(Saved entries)
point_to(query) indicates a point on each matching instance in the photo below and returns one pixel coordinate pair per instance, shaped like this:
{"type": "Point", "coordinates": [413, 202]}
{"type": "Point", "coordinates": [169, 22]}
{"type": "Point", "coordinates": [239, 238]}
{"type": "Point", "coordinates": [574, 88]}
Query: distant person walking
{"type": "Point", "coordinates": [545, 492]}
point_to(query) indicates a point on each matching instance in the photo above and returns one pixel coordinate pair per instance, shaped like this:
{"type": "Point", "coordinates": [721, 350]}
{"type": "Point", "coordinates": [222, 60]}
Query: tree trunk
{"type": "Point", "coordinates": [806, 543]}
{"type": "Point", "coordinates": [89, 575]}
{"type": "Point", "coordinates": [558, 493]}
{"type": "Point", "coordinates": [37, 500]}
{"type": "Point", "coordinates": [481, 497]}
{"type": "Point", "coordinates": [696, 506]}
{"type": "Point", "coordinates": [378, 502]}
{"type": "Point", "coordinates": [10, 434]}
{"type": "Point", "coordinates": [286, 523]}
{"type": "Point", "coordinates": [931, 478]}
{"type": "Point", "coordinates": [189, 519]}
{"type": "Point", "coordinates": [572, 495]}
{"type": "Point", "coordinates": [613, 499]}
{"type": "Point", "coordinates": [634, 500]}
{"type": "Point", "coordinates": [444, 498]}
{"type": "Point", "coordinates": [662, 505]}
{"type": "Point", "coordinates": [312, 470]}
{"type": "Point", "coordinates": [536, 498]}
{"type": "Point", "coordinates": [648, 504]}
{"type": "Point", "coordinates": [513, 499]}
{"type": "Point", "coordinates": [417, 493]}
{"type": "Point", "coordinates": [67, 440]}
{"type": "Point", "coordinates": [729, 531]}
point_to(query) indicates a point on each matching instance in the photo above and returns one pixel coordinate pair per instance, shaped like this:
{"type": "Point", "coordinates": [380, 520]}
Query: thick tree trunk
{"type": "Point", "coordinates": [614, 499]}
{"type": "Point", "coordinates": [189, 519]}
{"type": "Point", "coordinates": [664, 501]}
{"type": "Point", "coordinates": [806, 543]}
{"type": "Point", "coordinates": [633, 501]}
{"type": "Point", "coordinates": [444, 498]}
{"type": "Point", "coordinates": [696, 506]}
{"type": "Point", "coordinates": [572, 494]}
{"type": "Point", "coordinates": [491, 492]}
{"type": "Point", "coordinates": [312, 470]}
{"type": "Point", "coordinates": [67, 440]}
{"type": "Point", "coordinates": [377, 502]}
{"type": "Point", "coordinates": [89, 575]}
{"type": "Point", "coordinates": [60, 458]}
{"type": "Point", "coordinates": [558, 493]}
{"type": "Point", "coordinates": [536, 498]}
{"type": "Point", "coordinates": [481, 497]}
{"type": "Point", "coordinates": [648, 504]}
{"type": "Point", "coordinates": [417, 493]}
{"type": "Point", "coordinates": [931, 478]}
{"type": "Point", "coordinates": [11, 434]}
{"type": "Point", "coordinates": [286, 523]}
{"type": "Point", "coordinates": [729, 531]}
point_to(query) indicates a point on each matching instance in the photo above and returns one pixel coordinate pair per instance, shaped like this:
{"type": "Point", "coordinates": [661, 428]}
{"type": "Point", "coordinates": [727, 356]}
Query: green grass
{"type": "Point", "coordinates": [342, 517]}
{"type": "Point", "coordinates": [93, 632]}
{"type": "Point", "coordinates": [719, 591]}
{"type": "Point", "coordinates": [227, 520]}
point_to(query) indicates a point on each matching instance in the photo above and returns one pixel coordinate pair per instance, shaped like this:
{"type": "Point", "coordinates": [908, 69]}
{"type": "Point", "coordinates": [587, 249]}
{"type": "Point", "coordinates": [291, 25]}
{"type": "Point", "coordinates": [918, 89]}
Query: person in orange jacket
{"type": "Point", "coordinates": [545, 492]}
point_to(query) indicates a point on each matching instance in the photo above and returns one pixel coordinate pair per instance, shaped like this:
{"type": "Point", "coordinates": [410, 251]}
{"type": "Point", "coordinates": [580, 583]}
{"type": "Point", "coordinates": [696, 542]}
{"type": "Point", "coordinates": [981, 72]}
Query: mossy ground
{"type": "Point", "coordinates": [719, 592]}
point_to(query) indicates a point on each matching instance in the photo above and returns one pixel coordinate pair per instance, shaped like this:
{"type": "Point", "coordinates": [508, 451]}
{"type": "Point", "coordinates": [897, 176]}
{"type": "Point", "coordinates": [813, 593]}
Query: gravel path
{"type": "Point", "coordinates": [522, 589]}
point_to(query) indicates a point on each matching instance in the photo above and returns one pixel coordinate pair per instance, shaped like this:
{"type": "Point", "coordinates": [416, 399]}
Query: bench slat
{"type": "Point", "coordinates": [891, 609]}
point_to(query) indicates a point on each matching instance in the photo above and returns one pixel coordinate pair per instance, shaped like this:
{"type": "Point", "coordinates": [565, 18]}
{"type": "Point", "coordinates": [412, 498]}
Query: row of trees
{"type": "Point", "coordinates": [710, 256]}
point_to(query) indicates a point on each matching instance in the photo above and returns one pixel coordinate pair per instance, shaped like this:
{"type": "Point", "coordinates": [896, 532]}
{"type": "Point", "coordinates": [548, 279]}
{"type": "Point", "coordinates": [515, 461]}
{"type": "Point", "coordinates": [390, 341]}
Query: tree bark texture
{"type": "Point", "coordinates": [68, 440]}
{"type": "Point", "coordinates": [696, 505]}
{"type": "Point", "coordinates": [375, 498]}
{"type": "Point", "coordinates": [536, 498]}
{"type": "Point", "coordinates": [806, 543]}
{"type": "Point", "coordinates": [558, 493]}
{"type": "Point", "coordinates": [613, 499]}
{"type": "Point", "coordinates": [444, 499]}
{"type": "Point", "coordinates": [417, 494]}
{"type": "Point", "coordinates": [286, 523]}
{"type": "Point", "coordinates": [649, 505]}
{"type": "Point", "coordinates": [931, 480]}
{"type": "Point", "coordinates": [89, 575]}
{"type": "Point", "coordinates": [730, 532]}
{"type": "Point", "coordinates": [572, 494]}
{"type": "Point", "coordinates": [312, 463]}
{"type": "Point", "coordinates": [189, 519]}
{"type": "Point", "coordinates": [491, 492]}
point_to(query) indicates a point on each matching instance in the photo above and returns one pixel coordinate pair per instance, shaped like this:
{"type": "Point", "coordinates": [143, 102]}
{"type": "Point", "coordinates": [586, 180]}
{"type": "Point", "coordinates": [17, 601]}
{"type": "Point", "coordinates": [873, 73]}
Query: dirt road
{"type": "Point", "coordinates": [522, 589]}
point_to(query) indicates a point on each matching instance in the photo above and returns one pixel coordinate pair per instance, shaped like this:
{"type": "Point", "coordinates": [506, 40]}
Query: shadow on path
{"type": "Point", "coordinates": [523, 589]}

(Exercise):
Could you restate every record above word for word?

(Completed exercise):
point_to(query) indicates a point on each matching instance in the photo below and returns one pixel coordinate pair per instance, shaped like this:
{"type": "Point", "coordinates": [413, 202]}
{"type": "Point", "coordinates": [169, 22]}
{"type": "Point", "coordinates": [239, 238]}
{"type": "Point", "coordinates": [574, 88]}
Query: distant person walking
{"type": "Point", "coordinates": [545, 492]}
point_to(query) indicates a point on each matching instance in the photo above and returns one pixel coordinate pair per instance, shaped like this:
{"type": "Point", "coordinates": [721, 350]}
{"type": "Point", "coordinates": [222, 60]}
Query: tree trunk
{"type": "Point", "coordinates": [806, 543]}
{"type": "Point", "coordinates": [89, 575]}
{"type": "Point", "coordinates": [558, 493]}
{"type": "Point", "coordinates": [37, 500]}
{"type": "Point", "coordinates": [481, 497]}
{"type": "Point", "coordinates": [696, 506]}
{"type": "Point", "coordinates": [378, 502]}
{"type": "Point", "coordinates": [10, 434]}
{"type": "Point", "coordinates": [286, 523]}
{"type": "Point", "coordinates": [931, 478]}
{"type": "Point", "coordinates": [189, 519]}
{"type": "Point", "coordinates": [572, 495]}
{"type": "Point", "coordinates": [613, 499]}
{"type": "Point", "coordinates": [634, 500]}
{"type": "Point", "coordinates": [444, 498]}
{"type": "Point", "coordinates": [662, 505]}
{"type": "Point", "coordinates": [312, 470]}
{"type": "Point", "coordinates": [536, 498]}
{"type": "Point", "coordinates": [648, 504]}
{"type": "Point", "coordinates": [513, 499]}
{"type": "Point", "coordinates": [417, 493]}
{"type": "Point", "coordinates": [67, 440]}
{"type": "Point", "coordinates": [729, 531]}
point_to(query) indicates a point on each matching instance in the photo above and returns one pixel coordinate pair per instance, shaped like this:
{"type": "Point", "coordinates": [380, 520]}
Query: thick tree trunk
{"type": "Point", "coordinates": [614, 499]}
{"type": "Point", "coordinates": [189, 519]}
{"type": "Point", "coordinates": [664, 501]}
{"type": "Point", "coordinates": [806, 543]}
{"type": "Point", "coordinates": [633, 501]}
{"type": "Point", "coordinates": [444, 498]}
{"type": "Point", "coordinates": [696, 506]}
{"type": "Point", "coordinates": [572, 494]}
{"type": "Point", "coordinates": [491, 492]}
{"type": "Point", "coordinates": [312, 470]}
{"type": "Point", "coordinates": [67, 440]}
{"type": "Point", "coordinates": [377, 502]}
{"type": "Point", "coordinates": [89, 575]}
{"type": "Point", "coordinates": [60, 458]}
{"type": "Point", "coordinates": [558, 493]}
{"type": "Point", "coordinates": [536, 498]}
{"type": "Point", "coordinates": [481, 497]}
{"type": "Point", "coordinates": [648, 504]}
{"type": "Point", "coordinates": [417, 493]}
{"type": "Point", "coordinates": [931, 478]}
{"type": "Point", "coordinates": [11, 434]}
{"type": "Point", "coordinates": [286, 523]}
{"type": "Point", "coordinates": [729, 531]}
point_to(query) indicates a point on each matching instance in the photo above and returns one pixel coordinate pair per instance, shaped like this:
{"type": "Point", "coordinates": [661, 428]}
{"type": "Point", "coordinates": [727, 356]}
Query: green grass
{"type": "Point", "coordinates": [342, 517]}
{"type": "Point", "coordinates": [93, 632]}
{"type": "Point", "coordinates": [719, 591]}
{"type": "Point", "coordinates": [227, 520]}
point_to(query) indicates a point on each matching instance in the photo above and returns one pixel coordinate pair per instance, shaped like this:
{"type": "Point", "coordinates": [908, 69]}
{"type": "Point", "coordinates": [587, 249]}
{"type": "Point", "coordinates": [291, 25]}
{"type": "Point", "coordinates": [918, 89]}
Query: person in orange jacket
{"type": "Point", "coordinates": [545, 492]}
point_to(query) indicates a point on each matching instance in the photo above and returns one pixel coordinate pair per instance, shaped like this:
{"type": "Point", "coordinates": [410, 251]}
{"type": "Point", "coordinates": [580, 583]}
{"type": "Point", "coordinates": [696, 542]}
{"type": "Point", "coordinates": [981, 72]}
Query: mossy ground
{"type": "Point", "coordinates": [719, 592]}
point_to(query) indicates a point on each matching instance in the photo above and returns one pixel coordinate pair per instance, shaped like this:
{"type": "Point", "coordinates": [508, 451]}
{"type": "Point", "coordinates": [897, 176]}
{"type": "Point", "coordinates": [813, 593]}
Query: gravel path
{"type": "Point", "coordinates": [522, 589]}
point_to(query) indicates a point on each matching instance in the photo above and returns one pixel coordinate pair per instance, shaped like this:
{"type": "Point", "coordinates": [416, 399]}
Query: bench slat
{"type": "Point", "coordinates": [891, 609]}
point_to(query) indicates a point on each matching instance in the photo above and returns one pixel coordinate pair per instance, shaped like this:
{"type": "Point", "coordinates": [565, 18]}
{"type": "Point", "coordinates": [412, 498]}
Query: row of trees
{"type": "Point", "coordinates": [710, 256]}
point_to(query) indicates a point on each matching instance in the photo above and returns one pixel coordinate pair per instance, shaped like this:
{"type": "Point", "coordinates": [896, 532]}
{"type": "Point", "coordinates": [548, 279]}
{"type": "Point", "coordinates": [515, 461]}
{"type": "Point", "coordinates": [390, 341]}
Query: tree bark texture
{"type": "Point", "coordinates": [68, 440]}
{"type": "Point", "coordinates": [696, 505]}
{"type": "Point", "coordinates": [375, 498]}
{"type": "Point", "coordinates": [536, 498]}
{"type": "Point", "coordinates": [806, 543]}
{"type": "Point", "coordinates": [558, 493]}
{"type": "Point", "coordinates": [613, 499]}
{"type": "Point", "coordinates": [444, 499]}
{"type": "Point", "coordinates": [417, 494]}
{"type": "Point", "coordinates": [286, 523]}
{"type": "Point", "coordinates": [649, 505]}
{"type": "Point", "coordinates": [931, 480]}
{"type": "Point", "coordinates": [89, 575]}
{"type": "Point", "coordinates": [730, 532]}
{"type": "Point", "coordinates": [572, 494]}
{"type": "Point", "coordinates": [312, 463]}
{"type": "Point", "coordinates": [189, 519]}
{"type": "Point", "coordinates": [491, 492]}
point_to(query) indicates a point on each matching instance in the photo above and returns one pixel coordinate pair per instance, shaped like this:
{"type": "Point", "coordinates": [143, 102]}
{"type": "Point", "coordinates": [586, 180]}
{"type": "Point", "coordinates": [17, 601]}
{"type": "Point", "coordinates": [873, 73]}
Query: dirt road
{"type": "Point", "coordinates": [522, 589]}
point_to(query) indicates a point on each matching instance in the photo above and returns one pixel coordinate pair per instance, shaped like this:
{"type": "Point", "coordinates": [506, 40]}
Query: shadow on path
{"type": "Point", "coordinates": [523, 589]}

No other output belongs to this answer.